Source data below:

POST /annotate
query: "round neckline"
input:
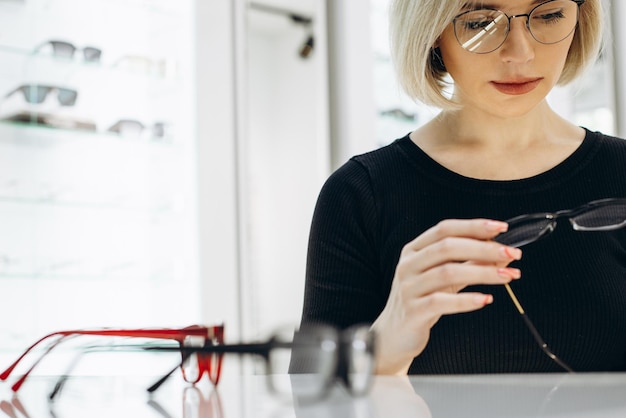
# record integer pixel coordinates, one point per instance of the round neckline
(546, 179)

End of Source data.

◆ The problem
Pictures in the records above are not copied; print everything else exactly.

◆ Answer for the task
POST /annotate
query: "round neckline"
input:
# record integer pixel coordinates, one point per instance of the round neckline
(546, 179)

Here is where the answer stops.